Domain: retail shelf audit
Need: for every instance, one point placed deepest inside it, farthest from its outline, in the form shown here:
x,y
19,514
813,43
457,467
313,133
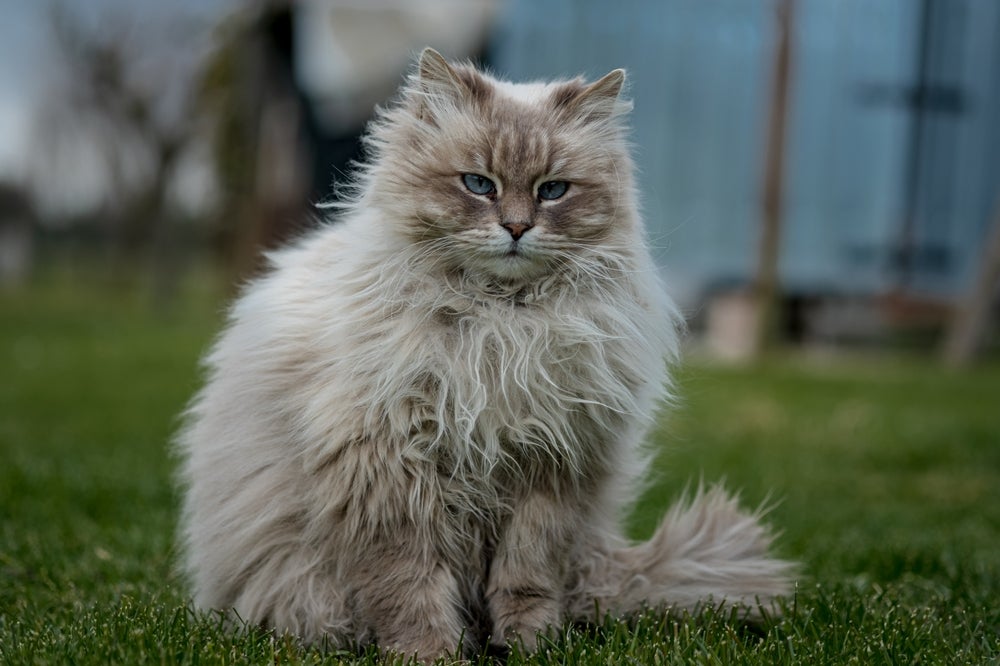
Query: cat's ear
x,y
437,78
435,74
598,101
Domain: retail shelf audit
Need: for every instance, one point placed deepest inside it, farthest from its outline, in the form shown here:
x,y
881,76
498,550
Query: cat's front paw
x,y
521,614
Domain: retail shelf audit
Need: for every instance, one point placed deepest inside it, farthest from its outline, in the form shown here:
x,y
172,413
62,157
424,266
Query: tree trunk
x,y
972,316
765,283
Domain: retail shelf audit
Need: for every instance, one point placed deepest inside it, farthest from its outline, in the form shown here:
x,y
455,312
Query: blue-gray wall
x,y
701,79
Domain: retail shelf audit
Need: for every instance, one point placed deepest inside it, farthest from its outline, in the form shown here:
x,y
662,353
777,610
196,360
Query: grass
x,y
886,475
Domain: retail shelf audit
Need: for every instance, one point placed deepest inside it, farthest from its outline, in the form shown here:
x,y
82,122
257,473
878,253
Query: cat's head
x,y
507,181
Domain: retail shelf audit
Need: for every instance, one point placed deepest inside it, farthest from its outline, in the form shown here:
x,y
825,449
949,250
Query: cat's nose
x,y
516,229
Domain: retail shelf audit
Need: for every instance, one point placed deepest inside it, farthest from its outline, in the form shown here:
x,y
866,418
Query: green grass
x,y
885,475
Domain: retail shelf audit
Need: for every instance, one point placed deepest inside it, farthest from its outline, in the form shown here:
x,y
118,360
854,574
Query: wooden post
x,y
765,284
966,331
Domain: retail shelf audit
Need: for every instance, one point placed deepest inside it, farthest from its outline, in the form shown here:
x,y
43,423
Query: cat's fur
x,y
409,435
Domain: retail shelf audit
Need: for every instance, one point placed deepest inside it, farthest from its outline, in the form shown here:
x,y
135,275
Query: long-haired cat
x,y
426,422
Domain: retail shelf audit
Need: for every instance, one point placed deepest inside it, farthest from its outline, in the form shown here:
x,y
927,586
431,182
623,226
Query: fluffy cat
x,y
424,425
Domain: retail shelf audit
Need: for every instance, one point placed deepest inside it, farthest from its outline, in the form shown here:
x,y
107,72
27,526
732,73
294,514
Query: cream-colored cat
x,y
426,422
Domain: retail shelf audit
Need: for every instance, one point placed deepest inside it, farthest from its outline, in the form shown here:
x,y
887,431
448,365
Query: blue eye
x,y
552,190
479,184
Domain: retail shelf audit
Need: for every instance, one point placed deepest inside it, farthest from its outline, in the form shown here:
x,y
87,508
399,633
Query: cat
x,y
423,426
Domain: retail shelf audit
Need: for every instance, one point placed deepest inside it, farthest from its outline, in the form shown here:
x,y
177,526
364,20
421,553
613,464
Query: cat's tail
x,y
706,550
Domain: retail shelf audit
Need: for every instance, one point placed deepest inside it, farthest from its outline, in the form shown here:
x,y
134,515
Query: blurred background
x,y
823,173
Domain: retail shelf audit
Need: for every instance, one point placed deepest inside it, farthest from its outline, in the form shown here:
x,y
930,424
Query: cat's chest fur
x,y
509,383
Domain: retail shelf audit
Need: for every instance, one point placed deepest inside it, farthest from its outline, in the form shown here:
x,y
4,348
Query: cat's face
x,y
508,181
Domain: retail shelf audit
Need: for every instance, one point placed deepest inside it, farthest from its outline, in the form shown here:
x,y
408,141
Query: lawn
x,y
884,475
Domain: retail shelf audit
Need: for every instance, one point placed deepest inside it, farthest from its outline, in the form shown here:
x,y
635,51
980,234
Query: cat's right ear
x,y
438,81
436,75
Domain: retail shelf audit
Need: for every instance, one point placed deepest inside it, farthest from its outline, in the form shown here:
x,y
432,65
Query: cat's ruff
x,y
410,433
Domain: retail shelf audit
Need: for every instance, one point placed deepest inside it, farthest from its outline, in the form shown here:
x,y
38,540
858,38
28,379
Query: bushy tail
x,y
706,550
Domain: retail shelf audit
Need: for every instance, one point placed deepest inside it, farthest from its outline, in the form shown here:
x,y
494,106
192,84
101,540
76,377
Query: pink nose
x,y
516,229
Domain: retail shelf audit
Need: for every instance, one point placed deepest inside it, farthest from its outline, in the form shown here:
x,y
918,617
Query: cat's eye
x,y
552,190
479,184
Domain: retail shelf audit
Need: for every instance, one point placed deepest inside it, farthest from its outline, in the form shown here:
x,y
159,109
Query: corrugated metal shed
x,y
894,141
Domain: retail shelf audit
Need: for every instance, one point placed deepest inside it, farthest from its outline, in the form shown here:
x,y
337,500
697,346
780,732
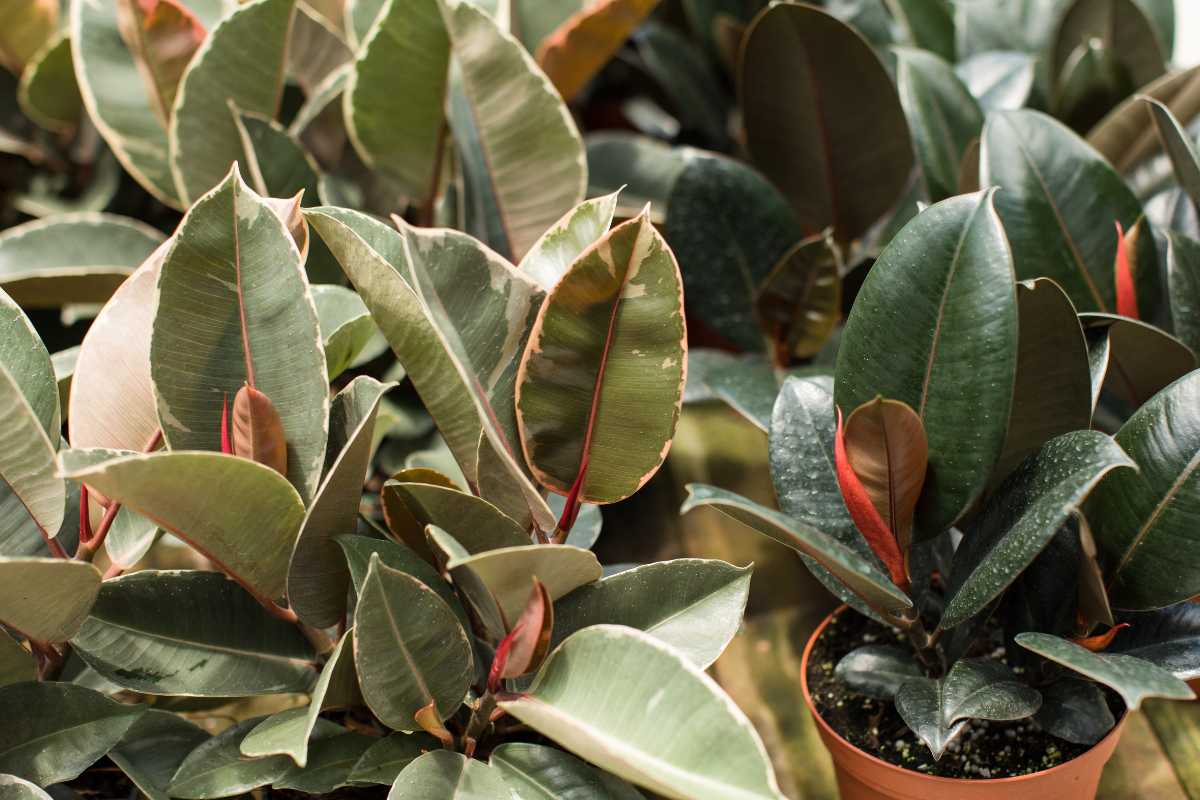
+ + + + + + +
__What is being asked__.
Copy every line of the records exactly as it is written, but not the pictures.

__Solved exercise__.
Domain: retail shelf audit
Need: for every instance, one point placed deepest inside it, farthest from its outline, in the form shown here:
x,y
19,514
813,43
457,467
313,133
Query: cat's ear
x,y
437,78
435,74
598,101
Domain: retail shelf audit
Need: for every instance, one point placed deepest inside it, farthest from its outline, in the form shown here:
x,y
881,76
498,550
Query: cat's front paw
x,y
521,614
Domain: retail shelf audit
Need: for every instance, one point placed deepest inside it, farthest from its outline, in the form shown here:
x,y
172,413
62,157
424,266
Query: tree trunk
x,y
972,316
765,283
Domain: retail shelf audit
Need: for every instance, one point placed deepest inside it, farthest from its outline, in the form shown here:
x,y
455,312
Query: blue-gray wall
x,y
701,79
Domain: retail shelf audit
Need: for every instance, one point placed deepest inside it, farthest from its outline, in the form shown here:
x,y
662,353
777,610
196,360
Query: grass
x,y
886,475
Domain: retail shelf audit
Need: for every instance, one point placed deepest inside it, farthest from its outline, in the form shown here:
x,y
82,122
257,473
878,253
Query: cat's head
x,y
507,181
Domain: retail shelf audit
Need: for every instance, one point placed deepest inside it, farthest from its outline, in the form shown here:
x,y
825,449
949,250
Query: cat's nose
x,y
516,229
Domain: retail shelf audit
Need: for every instance, one point placed deepest inside it, farthest from its outline, in the form shown here:
x,y
866,418
Query: green grass
x,y
885,475
Domain: retail shelf audit
Need: for every instance, one point placed deepest inside it, farthest from its outline, in the form shown here:
x,y
118,360
854,574
Query: wooden post
x,y
765,284
966,331
Domain: retail shelf audit
Need: for every instance, one point placed deepest inside it, farthest from its outline, in the form shown here:
x,y
43,423
Query: cat's fur
x,y
409,435
Domain: retail shelf audit
Need: for every instance, one point placed deepest inside it, farthest from its outline, in the form shown here:
x,y
135,275
Query: long-haired cat
x,y
426,422
Domain: retail shelf audit
Need: for every instance, one point placed deepest inside it, farthest from its outline, in the form shown here:
x,y
927,586
431,182
623,226
Query: fluffy cat
x,y
424,425
Domain: retail shelf audit
Need: for every instance, one point placed deepest inside it, farthest from its outline, in the form shown here:
x,y
107,72
27,526
732,73
294,514
Query: cream-colored cat
x,y
426,422
Domain: retail shelf audit
Need: for every instance, one point placed deepest inside it, farthest from its outline, in the form shown here:
x,y
887,431
448,365
Query: blue eye
x,y
552,190
479,184
Domain: retail shelf audit
Need: for every instance, one point placed deepest inside it, farthest from its outline, in the form shown here:
x,y
87,508
399,633
Query: cat
x,y
423,426
Domain: retail shelf audit
Need: for every instance, one point placed deepest inside it, farthest from its outline, in the form shown here:
x,y
177,526
364,20
421,553
613,464
Query: cat's tail
x,y
706,550
Domain: retail shelf audit
Need: for every instance, one point placed deepest inside it, farthest from its outline, in the form shown here:
x,y
134,515
Query: blurred background
x,y
823,173
Domain: retail shelf audit
Need: for every instance, one point placed deepest inside it, farthest from its outline, in the form shown here:
x,y
930,424
Query: cat's chest fur
x,y
509,383
Domain: retail shelf audit
Need: for every instance, one point placed deepest inside it, farthest from its outline, in the form shown here:
x,y
4,348
Query: cat's face
x,y
508,181
Domain: retail shelf audit
Need: for every instance, one point placed deepest inside it, farthest from its outline, in the form shown here:
x,y
408,141
Query: lawn
x,y
884,475
Domain: retail shelf audit
Need: for every instance, one point placed deepest inside it, farthest from its outline, in the form shown here:
x,y
635,51
980,234
Query: cat's right ear
x,y
438,81
436,75
Domain: retail shelf audit
Need: for every instance, one point placed deepest inside it, farthest from its outline, in the form shown here:
x,y
432,65
Query: cat's ruff
x,y
410,433
Domain: retail shelf audit
Need: for every instance, one point placed deepest inside it, farthest from its outline, in the form shown here:
x,y
38,540
858,38
28,379
Query: bushy tail
x,y
706,550
Domain: retail shelf audit
Need: for every instance, one point placed deepest inside it, farthest from its outline, in the form shown here:
x,y
494,106
192,84
101,540
76,377
Query: pink nose
x,y
516,229
Domain: retail shelf audit
Need: for every instance, one point placed deepest inside it, farthest from its outline, in the form shown here:
x,y
918,617
Query: cat's eye
x,y
552,190
479,184
Domain: retail shelf audit
Need: for every instance, one point placed deepest inside it, farthest from its outline, in the form shown here:
x,y
159,109
Query: corrugated metal shed
x,y
894,141
Domain: retail shelf audit
Need: for every instance, one point placed deepest inside it, farthest from its outline, in the form shown here:
x,y
337,500
697,346
780,732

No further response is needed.